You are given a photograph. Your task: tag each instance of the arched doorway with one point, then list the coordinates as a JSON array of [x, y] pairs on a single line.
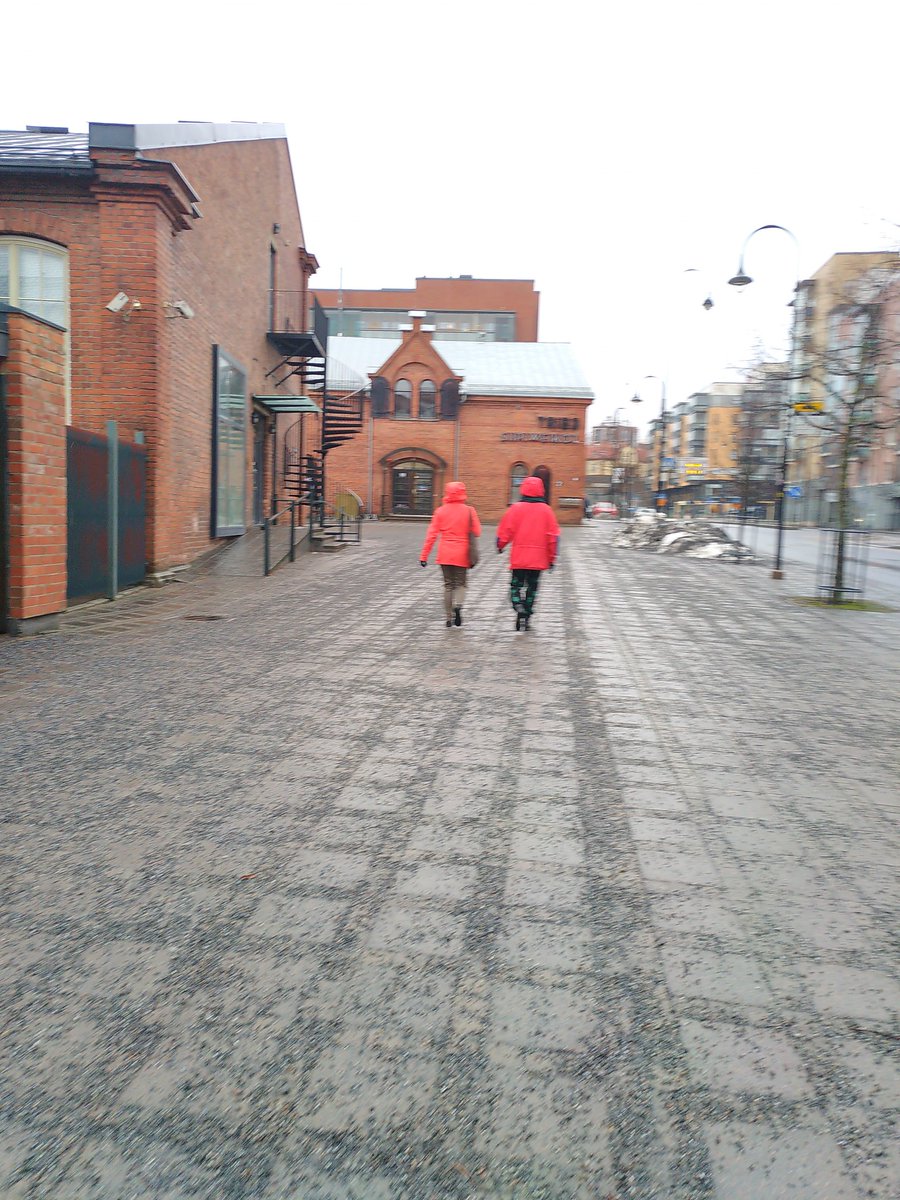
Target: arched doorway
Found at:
[[412, 489], [544, 474], [520, 472]]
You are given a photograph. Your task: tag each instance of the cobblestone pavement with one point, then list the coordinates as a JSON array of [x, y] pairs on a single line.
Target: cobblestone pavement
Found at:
[[324, 901]]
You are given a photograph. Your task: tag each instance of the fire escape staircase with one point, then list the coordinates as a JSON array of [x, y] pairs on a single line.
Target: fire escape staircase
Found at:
[[303, 467]]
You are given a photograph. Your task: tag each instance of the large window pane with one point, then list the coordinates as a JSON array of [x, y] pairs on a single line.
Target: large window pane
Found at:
[[29, 279], [427, 393], [229, 457]]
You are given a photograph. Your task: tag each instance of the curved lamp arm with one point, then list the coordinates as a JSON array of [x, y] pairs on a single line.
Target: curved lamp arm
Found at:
[[741, 279]]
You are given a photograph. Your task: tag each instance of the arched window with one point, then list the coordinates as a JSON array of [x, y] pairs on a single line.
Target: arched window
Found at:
[[427, 393], [517, 474], [402, 400], [449, 400], [381, 396], [34, 277]]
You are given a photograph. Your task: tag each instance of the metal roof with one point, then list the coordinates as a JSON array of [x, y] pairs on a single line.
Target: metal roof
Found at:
[[489, 369], [33, 150], [288, 403]]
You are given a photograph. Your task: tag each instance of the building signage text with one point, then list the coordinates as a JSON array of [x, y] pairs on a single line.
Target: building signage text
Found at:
[[539, 437], [558, 423]]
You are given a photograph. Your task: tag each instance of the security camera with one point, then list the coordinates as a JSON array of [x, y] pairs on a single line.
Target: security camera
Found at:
[[118, 303]]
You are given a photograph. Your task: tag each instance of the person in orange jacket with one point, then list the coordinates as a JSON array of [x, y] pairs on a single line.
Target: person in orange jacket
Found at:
[[453, 523], [532, 532]]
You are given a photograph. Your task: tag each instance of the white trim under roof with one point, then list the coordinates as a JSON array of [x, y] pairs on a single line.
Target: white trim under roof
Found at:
[[201, 133], [487, 369]]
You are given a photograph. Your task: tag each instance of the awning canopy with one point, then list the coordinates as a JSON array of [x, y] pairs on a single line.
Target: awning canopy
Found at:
[[276, 405]]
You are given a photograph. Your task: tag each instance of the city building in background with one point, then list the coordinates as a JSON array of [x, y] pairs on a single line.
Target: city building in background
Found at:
[[837, 294], [460, 309], [489, 413], [613, 466]]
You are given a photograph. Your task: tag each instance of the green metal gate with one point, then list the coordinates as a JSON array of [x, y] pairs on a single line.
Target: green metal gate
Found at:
[[106, 514]]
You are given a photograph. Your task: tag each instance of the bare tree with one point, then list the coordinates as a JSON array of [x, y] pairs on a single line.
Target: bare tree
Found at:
[[843, 389]]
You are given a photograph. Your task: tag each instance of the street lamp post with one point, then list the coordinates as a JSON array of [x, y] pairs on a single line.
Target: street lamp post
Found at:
[[617, 491], [661, 496], [741, 280]]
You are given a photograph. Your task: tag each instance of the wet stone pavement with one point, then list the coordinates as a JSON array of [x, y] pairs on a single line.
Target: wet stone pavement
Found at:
[[324, 901]]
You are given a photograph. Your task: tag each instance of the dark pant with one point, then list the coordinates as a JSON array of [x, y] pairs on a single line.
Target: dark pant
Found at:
[[454, 588], [523, 580]]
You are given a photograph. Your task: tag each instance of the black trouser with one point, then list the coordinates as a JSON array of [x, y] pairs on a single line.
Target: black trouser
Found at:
[[454, 588], [527, 579]]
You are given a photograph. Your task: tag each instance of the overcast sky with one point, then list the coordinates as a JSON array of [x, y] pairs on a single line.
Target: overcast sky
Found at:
[[600, 153]]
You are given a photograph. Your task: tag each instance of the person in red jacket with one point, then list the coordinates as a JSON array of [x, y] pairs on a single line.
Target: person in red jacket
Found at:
[[531, 531], [453, 523]]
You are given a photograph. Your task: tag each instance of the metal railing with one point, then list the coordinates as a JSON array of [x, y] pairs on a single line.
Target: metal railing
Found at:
[[271, 522]]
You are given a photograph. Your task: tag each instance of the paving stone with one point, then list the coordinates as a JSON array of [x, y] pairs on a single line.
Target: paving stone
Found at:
[[564, 917], [732, 1060], [799, 1163]]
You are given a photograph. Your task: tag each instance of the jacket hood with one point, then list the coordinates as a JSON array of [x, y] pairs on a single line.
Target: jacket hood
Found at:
[[455, 491], [532, 486]]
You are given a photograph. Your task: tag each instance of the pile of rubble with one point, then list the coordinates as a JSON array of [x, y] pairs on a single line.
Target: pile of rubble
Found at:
[[694, 539]]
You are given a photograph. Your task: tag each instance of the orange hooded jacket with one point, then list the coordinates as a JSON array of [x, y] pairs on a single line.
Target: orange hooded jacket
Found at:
[[453, 522], [532, 528]]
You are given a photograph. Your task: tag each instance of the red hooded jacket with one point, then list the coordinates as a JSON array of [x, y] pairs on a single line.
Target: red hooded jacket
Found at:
[[453, 522], [532, 528]]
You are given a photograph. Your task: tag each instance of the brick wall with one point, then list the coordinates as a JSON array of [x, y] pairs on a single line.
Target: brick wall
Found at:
[[36, 468], [147, 369], [493, 436]]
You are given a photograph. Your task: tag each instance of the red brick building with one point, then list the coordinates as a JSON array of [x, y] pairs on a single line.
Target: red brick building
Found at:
[[459, 307], [489, 413], [163, 273]]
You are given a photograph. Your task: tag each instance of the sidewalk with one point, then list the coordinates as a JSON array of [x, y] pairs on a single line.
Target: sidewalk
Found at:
[[322, 900]]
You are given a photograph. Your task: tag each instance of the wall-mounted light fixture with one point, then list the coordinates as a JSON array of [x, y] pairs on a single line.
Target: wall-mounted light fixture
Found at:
[[123, 303], [178, 309]]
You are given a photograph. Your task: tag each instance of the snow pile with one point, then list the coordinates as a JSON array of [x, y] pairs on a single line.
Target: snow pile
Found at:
[[694, 539]]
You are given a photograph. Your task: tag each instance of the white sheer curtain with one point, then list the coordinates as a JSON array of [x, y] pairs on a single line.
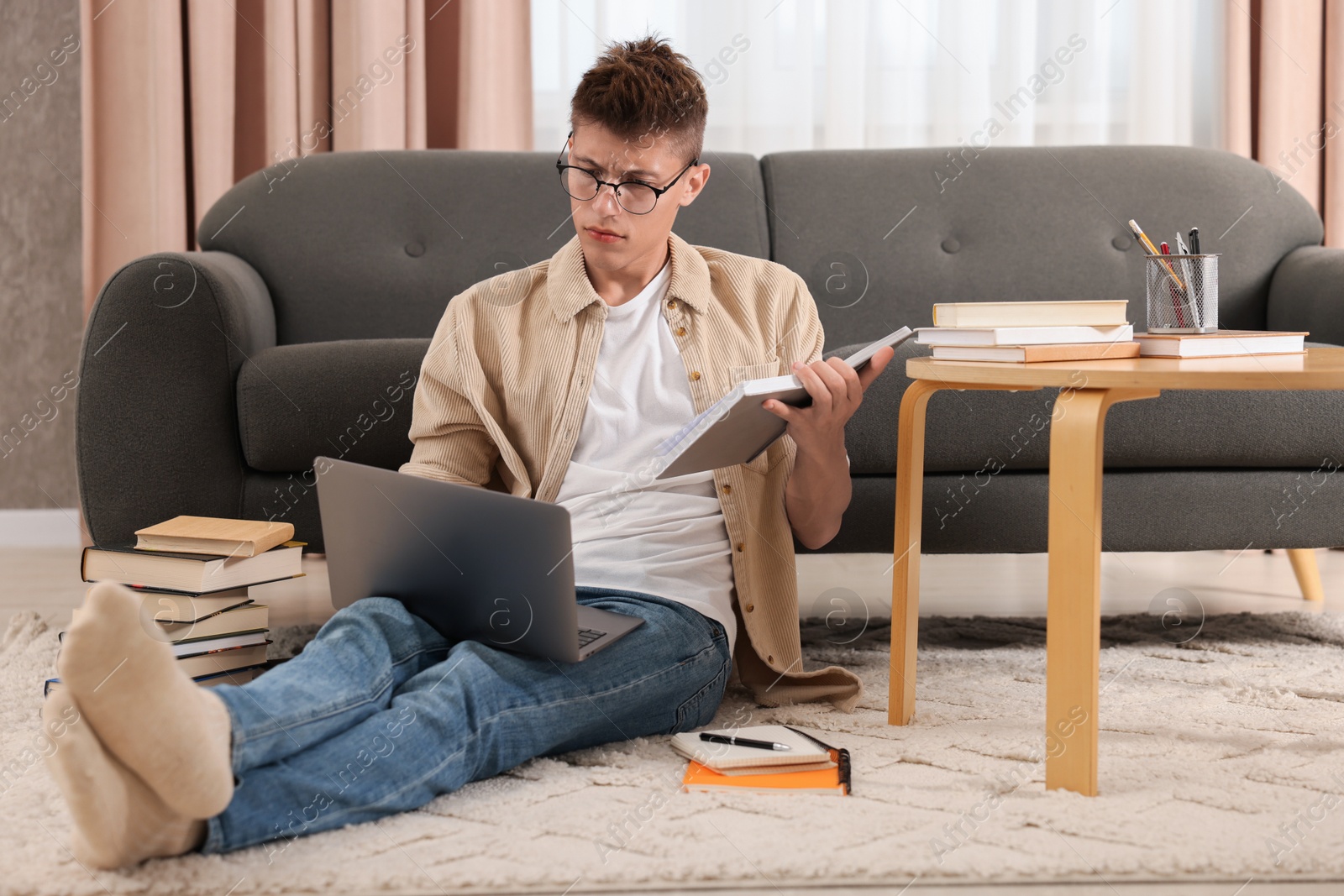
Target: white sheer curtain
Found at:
[[806, 74]]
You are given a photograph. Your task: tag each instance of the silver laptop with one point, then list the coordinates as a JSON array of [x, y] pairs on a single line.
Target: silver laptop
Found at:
[[475, 563]]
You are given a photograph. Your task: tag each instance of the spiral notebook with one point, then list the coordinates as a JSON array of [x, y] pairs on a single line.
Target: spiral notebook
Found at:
[[832, 779]]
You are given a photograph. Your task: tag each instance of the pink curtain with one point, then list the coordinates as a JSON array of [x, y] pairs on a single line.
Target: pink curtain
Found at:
[[1285, 97], [181, 101]]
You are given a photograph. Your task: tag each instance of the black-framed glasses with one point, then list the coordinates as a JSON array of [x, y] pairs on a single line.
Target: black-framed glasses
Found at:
[[633, 196]]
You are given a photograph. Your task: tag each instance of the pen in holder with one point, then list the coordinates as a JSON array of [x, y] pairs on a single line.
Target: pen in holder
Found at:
[[1182, 293]]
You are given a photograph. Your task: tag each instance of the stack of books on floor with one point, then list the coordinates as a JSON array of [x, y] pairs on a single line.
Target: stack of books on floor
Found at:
[[194, 577], [753, 765], [1028, 332]]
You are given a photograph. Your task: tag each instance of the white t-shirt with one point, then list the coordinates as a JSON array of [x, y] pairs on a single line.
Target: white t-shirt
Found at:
[[667, 537]]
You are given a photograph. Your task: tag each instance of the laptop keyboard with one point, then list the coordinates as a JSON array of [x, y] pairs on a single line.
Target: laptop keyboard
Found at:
[[589, 636]]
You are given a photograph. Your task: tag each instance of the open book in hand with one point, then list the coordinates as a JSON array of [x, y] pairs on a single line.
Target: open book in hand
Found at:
[[737, 427]]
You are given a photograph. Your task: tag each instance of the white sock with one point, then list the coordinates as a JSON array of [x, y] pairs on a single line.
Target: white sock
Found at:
[[165, 727]]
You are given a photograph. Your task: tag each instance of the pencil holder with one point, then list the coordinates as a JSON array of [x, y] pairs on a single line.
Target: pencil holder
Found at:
[[1182, 293]]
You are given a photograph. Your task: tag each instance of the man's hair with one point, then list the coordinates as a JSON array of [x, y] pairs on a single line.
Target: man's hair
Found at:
[[644, 92]]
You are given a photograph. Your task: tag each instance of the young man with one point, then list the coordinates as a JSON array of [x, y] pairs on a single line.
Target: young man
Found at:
[[555, 383]]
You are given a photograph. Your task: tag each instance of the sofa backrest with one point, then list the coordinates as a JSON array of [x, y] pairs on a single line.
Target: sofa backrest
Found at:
[[360, 244], [882, 234], [363, 244]]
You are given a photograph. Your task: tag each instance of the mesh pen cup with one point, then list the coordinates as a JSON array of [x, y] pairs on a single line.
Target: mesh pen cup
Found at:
[[1182, 293]]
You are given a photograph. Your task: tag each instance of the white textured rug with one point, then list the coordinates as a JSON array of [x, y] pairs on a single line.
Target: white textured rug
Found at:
[[1220, 758]]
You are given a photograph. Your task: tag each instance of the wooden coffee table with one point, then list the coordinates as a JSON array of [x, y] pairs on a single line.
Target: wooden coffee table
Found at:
[[1073, 631]]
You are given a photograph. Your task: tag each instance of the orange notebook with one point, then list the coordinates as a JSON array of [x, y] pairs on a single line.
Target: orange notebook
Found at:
[[826, 781], [822, 781]]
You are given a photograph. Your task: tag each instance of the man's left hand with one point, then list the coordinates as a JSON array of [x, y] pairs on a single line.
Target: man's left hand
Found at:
[[837, 391]]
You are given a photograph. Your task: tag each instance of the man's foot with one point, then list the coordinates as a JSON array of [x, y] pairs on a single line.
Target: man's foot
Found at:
[[151, 715], [118, 820]]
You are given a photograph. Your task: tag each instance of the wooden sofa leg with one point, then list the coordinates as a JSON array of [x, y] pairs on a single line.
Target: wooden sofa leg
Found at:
[[1308, 573]]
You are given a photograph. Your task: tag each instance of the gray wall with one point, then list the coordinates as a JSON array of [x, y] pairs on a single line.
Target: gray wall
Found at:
[[40, 302]]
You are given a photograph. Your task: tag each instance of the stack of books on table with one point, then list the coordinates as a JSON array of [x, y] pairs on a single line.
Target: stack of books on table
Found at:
[[194, 577], [1225, 343], [752, 766], [1030, 331]]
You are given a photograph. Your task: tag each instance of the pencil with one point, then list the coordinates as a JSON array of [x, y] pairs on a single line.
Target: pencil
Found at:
[[1152, 250]]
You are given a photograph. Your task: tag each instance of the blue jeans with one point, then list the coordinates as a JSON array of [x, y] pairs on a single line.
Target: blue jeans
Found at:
[[380, 714]]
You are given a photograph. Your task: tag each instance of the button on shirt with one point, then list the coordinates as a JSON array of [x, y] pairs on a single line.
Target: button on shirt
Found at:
[[632, 531], [506, 383]]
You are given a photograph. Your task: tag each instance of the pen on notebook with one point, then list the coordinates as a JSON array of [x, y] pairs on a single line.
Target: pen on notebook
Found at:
[[743, 741]]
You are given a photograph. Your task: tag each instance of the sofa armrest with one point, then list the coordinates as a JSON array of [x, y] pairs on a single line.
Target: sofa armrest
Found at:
[[156, 419], [1304, 293]]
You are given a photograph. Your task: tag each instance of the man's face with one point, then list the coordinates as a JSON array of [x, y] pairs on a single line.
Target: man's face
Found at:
[[612, 238]]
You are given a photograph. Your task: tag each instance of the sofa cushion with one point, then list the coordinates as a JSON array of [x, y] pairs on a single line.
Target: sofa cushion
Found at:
[[347, 399], [882, 234], [360, 244], [972, 430]]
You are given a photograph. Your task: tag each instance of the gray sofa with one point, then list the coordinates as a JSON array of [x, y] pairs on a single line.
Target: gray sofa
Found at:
[[210, 380]]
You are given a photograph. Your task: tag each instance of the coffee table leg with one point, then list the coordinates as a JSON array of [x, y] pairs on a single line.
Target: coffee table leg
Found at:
[[905, 567], [1073, 622]]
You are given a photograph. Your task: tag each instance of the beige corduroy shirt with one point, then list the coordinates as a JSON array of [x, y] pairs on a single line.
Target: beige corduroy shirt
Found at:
[[506, 382]]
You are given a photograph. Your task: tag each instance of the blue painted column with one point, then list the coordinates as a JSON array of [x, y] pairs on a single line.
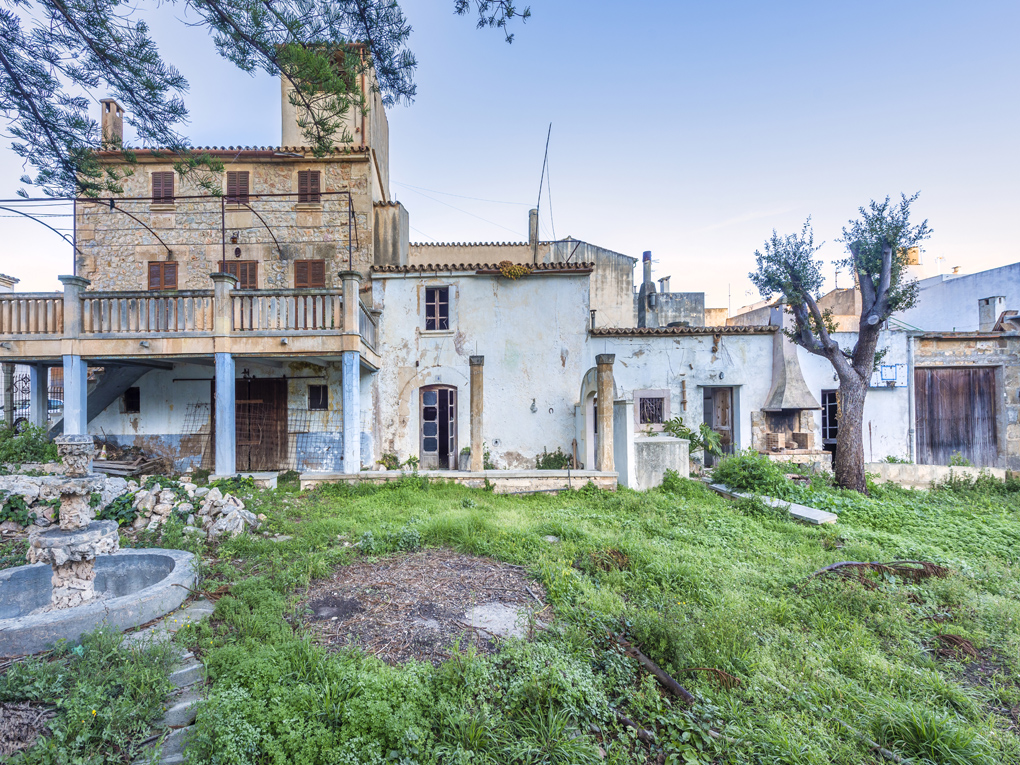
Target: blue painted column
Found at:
[[225, 436], [351, 381], [75, 396], [39, 395]]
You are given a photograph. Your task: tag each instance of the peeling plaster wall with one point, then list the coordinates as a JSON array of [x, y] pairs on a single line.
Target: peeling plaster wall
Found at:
[[744, 362], [531, 333], [172, 413], [886, 410], [116, 250]]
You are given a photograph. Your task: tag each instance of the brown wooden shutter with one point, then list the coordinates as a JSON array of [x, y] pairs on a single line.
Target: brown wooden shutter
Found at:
[[316, 273], [237, 186]]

-.-.-

Task objective ▸ Take every line from the records above that has the word "sock" and copy it.

Task answer ▸
You are given a photograph. Your task: tag each instance of the white sock with one point, then list the coordinates as a JSON array of [x, y] pairs on a single line.
Target: white sock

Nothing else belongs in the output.